(Page text begins)
The first part of the drive was on familiar roads, the same roads I take daily to get my kid to camp over the border in Vermont. What was different was that this time, I kept going. East Mountain Farm is only a few minutes from my house, but it's further down Henderson road than I had driven before. Not surprisingly, it is beautiful: contented brown and white cows resting in the shade, rolling hills and pasture, a series of red barns. I was there to pick up chicken to put in my freezer, and eggs to eat.
Two springs ago, when the pandemic was new and our grocery supply chains got fouled, there were anxious months of going to the grocery store not knowing what I might find on the shelves. I know how lucky I am that I never experienced that until my mid-forties. Even so, the unpredictable absence of staples like flour and dried beans and toilet paper was deeply unsettling. Chicken, too, was hard to find for a while there -- because of COVID outbreaks in the places where poultry is processed.
I know how lucky I am that I live near farms. I've been a member of Caretaker Farm (the local CSA) for almost thirty years, which means I get an abundance of beautiful local produce. I know how lucky I am to be able to afford that, too -- and now to be able to afford sustainably-farmed meat. I feel good about supporting a local farmer in his desire to honor the land and its animals. I feel good knowing that these chickens lived well. I feel good knowing that I will have plenty to eat next winter.
I know that my support of this local farmer doesn't do a thing to repair the harms caused by big agribusiness. I've read about the harms that factory farms perpetrate on animals and on their ecosystems. Then again, there's something wrong with the whole idea that our individual purchasing choices or habits (to recycle this soda can, or not to recycle; my personal grocery budget) will make or break the planet. We need large-scale change, corporate change, systemic change. And how likely does that seem?
I pull my mind back from that rabbit hole. Thinking too much about agribusiness and corporate greed and political gridlock will lead me to despair, and despair does not help anyone -- not those whom I serve, not me, not the world. I return to a mantra from an old REM song: not everyone can carry the weight of the world. It is not my job to carry the weight of the world. It is my job to do the best I can with what I've got, and right now the best I can do is to support a local farmer and his flock.
(Page text ends)
(Provided information begins)
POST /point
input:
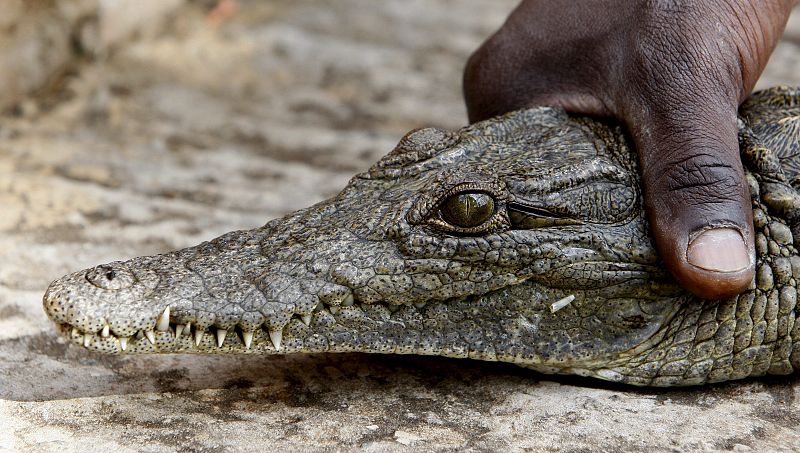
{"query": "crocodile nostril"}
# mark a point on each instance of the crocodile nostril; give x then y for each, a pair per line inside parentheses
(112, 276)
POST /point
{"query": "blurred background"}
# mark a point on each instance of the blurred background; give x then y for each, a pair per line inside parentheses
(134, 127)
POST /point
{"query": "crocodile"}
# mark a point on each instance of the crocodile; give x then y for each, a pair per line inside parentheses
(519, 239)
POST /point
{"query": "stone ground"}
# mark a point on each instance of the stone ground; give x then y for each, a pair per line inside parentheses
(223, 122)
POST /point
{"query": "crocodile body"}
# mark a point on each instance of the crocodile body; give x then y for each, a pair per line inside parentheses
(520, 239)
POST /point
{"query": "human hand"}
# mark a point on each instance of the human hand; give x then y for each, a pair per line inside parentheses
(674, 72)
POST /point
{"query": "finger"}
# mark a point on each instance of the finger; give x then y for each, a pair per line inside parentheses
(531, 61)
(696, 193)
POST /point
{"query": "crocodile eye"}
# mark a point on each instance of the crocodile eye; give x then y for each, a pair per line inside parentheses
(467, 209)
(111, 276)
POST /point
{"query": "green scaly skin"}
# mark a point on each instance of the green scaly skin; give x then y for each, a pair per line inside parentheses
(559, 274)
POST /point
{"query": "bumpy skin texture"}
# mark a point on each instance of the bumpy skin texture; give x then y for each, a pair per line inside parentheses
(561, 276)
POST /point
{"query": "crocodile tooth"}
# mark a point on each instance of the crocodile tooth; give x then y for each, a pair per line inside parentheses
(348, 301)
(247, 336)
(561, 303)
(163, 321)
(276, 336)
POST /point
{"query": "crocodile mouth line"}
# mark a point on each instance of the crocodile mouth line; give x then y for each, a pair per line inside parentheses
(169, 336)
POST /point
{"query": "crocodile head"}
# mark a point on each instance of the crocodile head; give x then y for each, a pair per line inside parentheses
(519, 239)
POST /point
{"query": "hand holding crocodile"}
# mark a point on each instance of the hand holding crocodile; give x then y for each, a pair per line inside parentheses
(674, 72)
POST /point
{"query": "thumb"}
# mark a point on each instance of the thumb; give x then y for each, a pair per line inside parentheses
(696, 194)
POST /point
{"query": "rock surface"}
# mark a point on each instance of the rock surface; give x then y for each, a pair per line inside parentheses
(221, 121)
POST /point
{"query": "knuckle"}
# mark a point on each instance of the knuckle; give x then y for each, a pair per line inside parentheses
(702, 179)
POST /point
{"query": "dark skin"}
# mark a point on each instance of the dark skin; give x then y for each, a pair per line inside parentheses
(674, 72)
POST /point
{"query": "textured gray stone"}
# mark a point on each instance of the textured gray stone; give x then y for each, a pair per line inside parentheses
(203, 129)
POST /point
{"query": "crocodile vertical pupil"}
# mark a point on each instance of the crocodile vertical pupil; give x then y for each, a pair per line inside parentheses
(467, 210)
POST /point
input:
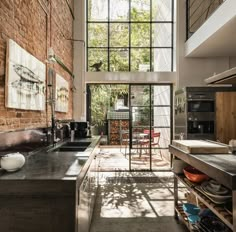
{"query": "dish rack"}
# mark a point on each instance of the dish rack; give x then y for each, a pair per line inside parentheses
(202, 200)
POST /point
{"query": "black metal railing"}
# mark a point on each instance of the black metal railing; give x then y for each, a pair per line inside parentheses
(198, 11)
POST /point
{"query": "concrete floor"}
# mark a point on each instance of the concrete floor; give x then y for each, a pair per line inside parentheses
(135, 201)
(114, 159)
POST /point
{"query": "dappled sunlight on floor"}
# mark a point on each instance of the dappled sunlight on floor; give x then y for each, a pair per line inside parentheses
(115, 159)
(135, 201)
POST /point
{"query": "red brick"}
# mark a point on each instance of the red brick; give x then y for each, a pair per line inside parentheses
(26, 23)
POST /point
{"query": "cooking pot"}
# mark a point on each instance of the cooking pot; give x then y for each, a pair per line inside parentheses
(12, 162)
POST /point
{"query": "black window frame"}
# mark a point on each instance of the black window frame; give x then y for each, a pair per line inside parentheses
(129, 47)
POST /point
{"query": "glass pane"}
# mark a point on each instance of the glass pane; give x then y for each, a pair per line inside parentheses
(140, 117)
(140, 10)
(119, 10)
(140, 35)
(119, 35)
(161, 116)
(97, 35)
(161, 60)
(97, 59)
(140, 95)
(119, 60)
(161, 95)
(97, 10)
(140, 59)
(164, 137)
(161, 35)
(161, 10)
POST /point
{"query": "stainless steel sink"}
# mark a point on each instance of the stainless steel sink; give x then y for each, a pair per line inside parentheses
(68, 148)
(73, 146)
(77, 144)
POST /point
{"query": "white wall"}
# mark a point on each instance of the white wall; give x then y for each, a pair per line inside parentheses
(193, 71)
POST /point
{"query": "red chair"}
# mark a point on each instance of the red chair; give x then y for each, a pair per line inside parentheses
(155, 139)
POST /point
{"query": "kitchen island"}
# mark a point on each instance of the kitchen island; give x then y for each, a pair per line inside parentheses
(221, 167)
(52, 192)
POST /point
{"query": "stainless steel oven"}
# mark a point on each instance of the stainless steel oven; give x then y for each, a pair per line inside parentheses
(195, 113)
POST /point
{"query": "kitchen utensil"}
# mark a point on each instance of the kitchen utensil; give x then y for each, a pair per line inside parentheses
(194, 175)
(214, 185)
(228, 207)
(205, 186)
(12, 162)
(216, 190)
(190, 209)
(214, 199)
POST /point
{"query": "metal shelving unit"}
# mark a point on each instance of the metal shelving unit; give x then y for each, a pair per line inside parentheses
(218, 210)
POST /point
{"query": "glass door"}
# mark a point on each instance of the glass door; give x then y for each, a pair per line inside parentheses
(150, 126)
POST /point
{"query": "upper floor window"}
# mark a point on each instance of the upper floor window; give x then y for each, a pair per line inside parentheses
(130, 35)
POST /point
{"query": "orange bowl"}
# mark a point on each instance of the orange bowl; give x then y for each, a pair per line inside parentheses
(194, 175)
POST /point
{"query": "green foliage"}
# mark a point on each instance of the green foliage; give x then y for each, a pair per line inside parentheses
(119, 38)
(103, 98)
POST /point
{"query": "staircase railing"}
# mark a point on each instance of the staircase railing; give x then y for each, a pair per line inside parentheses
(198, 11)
(Provided information ends)
◆ Required work: Can you print the passage of the farm essay from "I know how lucky I am that I live" to "eat next winter.", word for word?

◆ Output below:
I know how lucky I am that I live near farms. I've been a member of Caretaker Farm (the local CSA) for almost thirty years, which means I get an abundance of beautiful local produce. I know how lucky I am to be able to afford that, too -- and now to be able to afford sustainably-farmed meat. I feel good about supporting a local farmer in his desire to honor the land and its animals. I feel good knowing that these chickens lived well. I feel good knowing that I will have plenty to eat next winter.